*STATED EXERCISE 1*. Can you write out the section of the Garfield County 4-H page word for word, starting at "- Attend and" and ending at "until April 1st)"?
*STATED EXERCISE 2*. Which lines of the records contain the word "shirt"? Find every one and copy each line in full.

[start of TEXT]

About Garfield County 4-H
- 4-H is more than cows and cookin’! Call your county 4-H Agent with questions; we can turn just about any interest into a 4-H project area.
- General 4-H enrollment opens each year in October and remains open all year.
- Members must be enrolled by February 1st to participate in Livestock Projects
- Projects may be added until April 1 and dropped until May 1
- We offer two main programs:
- Children aged 5-7 may sign up for 4-H Cloverbuds– an introductory program that meets once per month.
- Youth aged 8-18 may enroll in 4-H projects.
- (Age refers to how old the youth is by Dec. 31st of the current 4-H year)
Garfield County 4-H Members are required to…
- Join a community club– there are 22 active clubs from DeBeque to Carbondale who meet about once per month to connect and educate members and help keep everyone on track for upcoming deadlines and project requirements. Ask your 4-H agent for club recommendations and contact information!
- Attend and participate in at least 50% of club meetings
- Complete at least 6 hours of 4-H club or program initiated community service
- Complete 2/3 of the projects they sign up for (projects may be added until May 1st and dropped until April 1st)
- Complete and turn in a project record book. Your club leader or county agent can help you find and fill out the book(s) for you project(s)
- Practice personal responsibility. Parents, leaders, and extension agents will help throughout the year, but responsibility ultimately falls on the youth to actively learn about and complete their 4-H project(s)
All About 4-H
4-H is a year-round youth organization that exists in over 80 different countries and looks a little different everywhere you go! In the United States, 4-H is run by the Land Grant University in each state. Land Grant Universities (LGU’s) were formed thanks to the Morrill Land Grant Act passed in 1862. This act ensured that public land was given to the state to be sold, the profit from which would go toward the formation of a college to teach agriculture and mechanical arts. In Colorado, this was the beginning of Colorado State University, our LGU. The extension program was later formed as an extension of LGU’s to provide educational opportunities on the county level. One of those educational opportunities is 4-H.

[end of TEXT]
[start of PROVIDED DATA]

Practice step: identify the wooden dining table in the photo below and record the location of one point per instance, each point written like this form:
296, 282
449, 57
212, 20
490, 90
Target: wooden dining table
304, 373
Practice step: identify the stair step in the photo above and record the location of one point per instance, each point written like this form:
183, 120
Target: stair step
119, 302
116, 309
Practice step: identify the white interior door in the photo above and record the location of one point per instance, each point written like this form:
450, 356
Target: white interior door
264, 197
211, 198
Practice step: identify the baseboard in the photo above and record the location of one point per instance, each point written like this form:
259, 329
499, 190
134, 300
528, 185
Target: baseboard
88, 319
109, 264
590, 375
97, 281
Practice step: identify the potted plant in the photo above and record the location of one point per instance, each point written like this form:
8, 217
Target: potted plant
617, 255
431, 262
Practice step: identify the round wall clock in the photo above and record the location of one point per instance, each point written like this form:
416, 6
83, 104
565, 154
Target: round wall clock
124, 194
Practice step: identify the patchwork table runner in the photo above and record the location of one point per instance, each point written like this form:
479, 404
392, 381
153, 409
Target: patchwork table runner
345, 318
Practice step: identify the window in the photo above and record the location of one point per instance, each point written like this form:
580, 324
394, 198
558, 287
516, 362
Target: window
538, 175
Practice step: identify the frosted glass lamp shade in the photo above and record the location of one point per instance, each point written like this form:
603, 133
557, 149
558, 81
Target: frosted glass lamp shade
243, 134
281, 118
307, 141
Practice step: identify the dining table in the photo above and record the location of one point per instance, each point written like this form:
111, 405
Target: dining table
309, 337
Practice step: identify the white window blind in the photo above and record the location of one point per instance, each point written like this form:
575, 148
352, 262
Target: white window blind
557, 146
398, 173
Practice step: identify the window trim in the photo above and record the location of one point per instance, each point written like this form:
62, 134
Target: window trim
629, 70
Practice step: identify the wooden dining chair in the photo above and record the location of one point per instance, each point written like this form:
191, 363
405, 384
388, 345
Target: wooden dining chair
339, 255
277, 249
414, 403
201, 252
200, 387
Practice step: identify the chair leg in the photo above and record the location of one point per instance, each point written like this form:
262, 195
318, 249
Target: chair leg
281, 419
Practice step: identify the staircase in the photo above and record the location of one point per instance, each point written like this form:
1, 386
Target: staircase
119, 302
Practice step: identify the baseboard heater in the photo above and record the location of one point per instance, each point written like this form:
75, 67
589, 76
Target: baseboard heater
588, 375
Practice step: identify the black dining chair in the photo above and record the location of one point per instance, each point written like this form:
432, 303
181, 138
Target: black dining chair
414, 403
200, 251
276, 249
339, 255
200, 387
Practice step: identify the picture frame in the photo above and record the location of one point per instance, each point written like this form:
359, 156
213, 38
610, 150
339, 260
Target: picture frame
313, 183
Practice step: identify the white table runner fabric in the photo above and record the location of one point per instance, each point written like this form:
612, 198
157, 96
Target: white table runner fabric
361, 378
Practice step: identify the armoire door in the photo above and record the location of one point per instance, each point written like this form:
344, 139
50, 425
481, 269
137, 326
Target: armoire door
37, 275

[end of PROVIDED DATA]
[start of PROVIDED DATA]

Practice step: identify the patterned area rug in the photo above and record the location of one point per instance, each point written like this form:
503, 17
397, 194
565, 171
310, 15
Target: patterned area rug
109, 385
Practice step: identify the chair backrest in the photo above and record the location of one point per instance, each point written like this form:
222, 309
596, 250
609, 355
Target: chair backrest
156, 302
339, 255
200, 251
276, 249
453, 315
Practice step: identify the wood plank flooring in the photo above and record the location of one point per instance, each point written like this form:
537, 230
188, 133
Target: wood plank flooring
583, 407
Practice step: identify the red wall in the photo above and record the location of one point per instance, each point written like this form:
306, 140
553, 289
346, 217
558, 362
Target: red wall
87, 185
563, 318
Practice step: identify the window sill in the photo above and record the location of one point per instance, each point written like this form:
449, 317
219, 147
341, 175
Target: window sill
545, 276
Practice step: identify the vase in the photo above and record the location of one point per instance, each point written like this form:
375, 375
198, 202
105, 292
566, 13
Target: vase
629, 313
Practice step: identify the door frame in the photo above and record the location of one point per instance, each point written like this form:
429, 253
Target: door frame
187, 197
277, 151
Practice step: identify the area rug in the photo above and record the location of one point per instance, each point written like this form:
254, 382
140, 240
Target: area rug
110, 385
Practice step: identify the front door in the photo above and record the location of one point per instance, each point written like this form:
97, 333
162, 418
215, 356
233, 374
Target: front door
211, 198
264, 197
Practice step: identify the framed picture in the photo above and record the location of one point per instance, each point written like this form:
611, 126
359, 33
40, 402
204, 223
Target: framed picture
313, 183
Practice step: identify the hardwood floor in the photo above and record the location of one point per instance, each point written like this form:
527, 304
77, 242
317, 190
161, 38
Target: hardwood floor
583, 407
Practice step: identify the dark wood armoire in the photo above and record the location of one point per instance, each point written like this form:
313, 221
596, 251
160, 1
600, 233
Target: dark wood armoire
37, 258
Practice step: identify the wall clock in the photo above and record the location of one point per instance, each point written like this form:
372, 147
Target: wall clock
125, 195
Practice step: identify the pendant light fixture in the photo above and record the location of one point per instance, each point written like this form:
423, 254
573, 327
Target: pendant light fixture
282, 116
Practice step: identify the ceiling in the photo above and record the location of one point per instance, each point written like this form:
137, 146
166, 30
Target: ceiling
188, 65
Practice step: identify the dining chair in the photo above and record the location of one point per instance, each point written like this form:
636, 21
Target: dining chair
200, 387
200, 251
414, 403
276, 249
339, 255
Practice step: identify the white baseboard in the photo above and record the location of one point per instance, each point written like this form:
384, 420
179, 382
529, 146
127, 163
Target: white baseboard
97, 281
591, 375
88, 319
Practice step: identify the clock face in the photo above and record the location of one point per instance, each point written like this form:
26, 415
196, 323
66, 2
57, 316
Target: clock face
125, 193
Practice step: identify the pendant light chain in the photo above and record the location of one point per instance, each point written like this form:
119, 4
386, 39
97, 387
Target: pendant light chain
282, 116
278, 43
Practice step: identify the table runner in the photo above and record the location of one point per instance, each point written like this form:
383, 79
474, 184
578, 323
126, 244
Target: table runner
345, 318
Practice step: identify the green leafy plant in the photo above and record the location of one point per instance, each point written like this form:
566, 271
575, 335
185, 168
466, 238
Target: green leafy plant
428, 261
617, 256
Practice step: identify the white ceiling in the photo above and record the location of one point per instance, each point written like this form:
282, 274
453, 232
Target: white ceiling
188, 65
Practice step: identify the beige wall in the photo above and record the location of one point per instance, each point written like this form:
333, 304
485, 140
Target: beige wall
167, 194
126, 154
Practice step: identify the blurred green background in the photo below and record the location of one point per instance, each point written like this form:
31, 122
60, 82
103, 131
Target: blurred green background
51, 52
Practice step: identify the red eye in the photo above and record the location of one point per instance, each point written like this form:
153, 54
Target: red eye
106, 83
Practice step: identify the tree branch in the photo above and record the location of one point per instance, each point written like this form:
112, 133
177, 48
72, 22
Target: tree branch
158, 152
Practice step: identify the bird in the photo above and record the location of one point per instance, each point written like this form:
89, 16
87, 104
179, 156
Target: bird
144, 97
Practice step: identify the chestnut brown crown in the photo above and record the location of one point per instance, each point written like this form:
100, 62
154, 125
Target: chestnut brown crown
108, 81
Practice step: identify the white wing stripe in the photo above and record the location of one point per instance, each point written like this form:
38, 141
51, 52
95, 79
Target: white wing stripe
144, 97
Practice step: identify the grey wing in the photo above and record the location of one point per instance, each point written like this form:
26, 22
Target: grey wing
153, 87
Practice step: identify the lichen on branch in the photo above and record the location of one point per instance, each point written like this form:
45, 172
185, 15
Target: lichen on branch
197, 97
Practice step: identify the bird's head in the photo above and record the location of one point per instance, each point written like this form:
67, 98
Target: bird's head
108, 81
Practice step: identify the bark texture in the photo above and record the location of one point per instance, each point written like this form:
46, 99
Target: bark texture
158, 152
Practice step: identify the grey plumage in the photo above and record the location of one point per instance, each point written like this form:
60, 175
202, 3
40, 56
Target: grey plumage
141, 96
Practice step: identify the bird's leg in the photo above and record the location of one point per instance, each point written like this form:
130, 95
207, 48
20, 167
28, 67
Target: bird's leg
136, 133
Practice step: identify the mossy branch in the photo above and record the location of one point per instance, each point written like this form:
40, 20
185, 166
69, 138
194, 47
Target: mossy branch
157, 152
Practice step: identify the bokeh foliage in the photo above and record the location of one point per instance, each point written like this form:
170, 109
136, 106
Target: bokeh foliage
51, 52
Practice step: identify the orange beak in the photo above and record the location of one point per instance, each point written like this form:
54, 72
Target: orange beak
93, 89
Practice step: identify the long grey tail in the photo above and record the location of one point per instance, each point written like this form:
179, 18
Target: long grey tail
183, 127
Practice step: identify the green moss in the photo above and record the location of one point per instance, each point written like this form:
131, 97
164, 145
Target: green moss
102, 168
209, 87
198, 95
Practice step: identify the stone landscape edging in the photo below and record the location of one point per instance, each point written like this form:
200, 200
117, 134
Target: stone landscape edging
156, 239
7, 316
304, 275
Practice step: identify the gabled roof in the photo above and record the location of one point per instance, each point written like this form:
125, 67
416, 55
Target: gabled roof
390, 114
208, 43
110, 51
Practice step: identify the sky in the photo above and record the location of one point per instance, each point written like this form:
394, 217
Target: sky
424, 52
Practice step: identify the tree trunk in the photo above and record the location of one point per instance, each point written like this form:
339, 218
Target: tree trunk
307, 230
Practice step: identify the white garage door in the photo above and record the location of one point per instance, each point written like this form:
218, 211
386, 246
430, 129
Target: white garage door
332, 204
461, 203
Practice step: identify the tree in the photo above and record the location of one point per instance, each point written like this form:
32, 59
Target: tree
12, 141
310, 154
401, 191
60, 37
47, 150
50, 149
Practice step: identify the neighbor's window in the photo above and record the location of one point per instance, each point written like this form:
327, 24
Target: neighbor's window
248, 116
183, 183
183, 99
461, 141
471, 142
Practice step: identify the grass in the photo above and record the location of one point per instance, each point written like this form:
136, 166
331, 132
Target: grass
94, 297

[end of PROVIDED DATA]
[start of PROVIDED DATA]

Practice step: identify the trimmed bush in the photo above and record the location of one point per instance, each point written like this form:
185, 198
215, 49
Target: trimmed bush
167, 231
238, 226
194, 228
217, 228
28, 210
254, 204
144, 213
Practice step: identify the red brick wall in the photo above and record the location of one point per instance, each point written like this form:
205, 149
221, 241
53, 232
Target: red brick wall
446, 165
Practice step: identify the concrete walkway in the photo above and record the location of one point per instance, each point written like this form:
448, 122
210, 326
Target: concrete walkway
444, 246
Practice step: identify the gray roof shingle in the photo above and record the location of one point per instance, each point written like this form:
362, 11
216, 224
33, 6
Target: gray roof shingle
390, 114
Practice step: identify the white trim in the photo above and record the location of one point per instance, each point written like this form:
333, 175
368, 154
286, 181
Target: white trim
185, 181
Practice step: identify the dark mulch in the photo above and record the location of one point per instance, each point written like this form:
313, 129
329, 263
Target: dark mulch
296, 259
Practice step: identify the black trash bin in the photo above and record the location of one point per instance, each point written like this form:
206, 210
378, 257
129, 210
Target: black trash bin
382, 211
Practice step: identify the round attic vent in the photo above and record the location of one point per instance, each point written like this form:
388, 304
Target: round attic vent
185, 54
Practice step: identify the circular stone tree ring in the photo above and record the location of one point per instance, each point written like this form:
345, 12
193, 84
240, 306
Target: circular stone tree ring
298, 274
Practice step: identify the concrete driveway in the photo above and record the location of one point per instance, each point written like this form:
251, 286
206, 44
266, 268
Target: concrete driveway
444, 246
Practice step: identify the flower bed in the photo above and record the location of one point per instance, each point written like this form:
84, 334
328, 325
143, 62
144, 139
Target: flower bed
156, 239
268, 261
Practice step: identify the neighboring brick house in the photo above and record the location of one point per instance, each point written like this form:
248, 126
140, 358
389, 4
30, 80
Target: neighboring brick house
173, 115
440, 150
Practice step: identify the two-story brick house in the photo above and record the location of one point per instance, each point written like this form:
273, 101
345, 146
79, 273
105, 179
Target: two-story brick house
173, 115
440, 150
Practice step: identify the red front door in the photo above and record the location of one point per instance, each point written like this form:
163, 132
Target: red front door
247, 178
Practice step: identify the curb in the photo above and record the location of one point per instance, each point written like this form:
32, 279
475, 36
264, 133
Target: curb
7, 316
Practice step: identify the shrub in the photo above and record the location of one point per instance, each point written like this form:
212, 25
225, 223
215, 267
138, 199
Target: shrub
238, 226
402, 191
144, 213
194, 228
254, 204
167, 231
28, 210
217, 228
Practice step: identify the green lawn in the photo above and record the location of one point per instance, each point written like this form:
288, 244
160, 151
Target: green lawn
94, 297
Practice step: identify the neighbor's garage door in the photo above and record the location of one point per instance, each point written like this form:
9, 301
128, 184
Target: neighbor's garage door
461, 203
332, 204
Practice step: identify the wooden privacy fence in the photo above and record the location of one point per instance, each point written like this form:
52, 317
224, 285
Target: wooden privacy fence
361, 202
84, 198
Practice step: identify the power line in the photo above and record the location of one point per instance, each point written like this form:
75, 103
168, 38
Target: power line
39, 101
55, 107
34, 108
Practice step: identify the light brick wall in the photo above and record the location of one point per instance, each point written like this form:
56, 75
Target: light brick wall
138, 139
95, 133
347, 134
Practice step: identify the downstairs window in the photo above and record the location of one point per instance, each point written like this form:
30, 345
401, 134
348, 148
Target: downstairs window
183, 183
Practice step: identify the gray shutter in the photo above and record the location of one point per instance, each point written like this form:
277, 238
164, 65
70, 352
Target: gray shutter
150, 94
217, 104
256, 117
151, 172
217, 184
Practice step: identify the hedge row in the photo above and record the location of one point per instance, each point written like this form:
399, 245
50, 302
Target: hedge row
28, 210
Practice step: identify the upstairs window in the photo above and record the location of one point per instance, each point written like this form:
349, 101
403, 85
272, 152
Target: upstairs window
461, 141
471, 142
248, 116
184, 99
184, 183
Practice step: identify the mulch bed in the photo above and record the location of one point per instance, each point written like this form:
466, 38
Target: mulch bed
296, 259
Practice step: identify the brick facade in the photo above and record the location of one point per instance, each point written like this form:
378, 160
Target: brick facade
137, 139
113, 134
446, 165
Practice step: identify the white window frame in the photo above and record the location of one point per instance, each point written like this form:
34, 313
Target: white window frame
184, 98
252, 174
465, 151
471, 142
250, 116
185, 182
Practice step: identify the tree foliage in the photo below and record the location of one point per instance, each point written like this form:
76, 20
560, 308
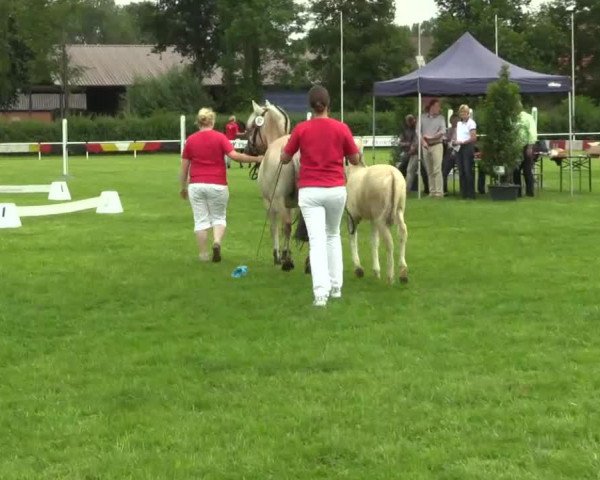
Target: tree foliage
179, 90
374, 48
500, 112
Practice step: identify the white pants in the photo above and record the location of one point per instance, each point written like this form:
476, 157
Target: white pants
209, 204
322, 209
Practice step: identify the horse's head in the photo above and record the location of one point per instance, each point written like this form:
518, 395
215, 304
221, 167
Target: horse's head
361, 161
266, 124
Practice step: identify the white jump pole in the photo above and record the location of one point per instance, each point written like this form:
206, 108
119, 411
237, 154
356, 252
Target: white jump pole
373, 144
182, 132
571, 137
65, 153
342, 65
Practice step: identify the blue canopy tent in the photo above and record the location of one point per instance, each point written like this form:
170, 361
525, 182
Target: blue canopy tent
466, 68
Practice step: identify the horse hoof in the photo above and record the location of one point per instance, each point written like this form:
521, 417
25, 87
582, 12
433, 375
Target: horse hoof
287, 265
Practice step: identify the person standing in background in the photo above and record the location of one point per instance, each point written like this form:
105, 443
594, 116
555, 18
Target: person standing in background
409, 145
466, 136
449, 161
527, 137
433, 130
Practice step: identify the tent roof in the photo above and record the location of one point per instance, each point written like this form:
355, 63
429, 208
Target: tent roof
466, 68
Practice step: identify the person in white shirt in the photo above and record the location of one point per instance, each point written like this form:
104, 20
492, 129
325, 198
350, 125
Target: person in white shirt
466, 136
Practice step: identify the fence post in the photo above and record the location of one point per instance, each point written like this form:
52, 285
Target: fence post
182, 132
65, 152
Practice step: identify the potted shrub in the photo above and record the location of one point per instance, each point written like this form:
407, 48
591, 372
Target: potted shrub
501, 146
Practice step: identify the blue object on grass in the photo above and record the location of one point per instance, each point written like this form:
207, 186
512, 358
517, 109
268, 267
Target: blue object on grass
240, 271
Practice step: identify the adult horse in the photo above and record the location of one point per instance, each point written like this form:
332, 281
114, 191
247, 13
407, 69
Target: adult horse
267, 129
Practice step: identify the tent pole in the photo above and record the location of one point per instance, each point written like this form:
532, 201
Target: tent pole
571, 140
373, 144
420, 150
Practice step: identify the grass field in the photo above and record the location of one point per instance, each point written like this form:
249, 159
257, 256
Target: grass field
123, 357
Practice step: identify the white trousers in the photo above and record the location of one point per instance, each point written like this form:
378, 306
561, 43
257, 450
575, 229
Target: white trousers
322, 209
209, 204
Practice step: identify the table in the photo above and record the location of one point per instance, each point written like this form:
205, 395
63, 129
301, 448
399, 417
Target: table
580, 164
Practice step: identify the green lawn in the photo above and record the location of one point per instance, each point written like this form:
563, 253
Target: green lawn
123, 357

[end of PROVIDED DATA]

*WRITTEN RESPONSE 1*.
- Attend and participate in at least 50% of club meetings
- Complete at least 6 hours of 4-H club or program initiated community service
- Complete 2/3 of the projects they sign up for (projects may be added until May 1st and dropped until April 1st)

*WRITTEN RESPONSE 2*.
Practice step: identify the person in white shirt in the photo above and record the location of one point per instance, each point written like this form:
Target: person in white shirt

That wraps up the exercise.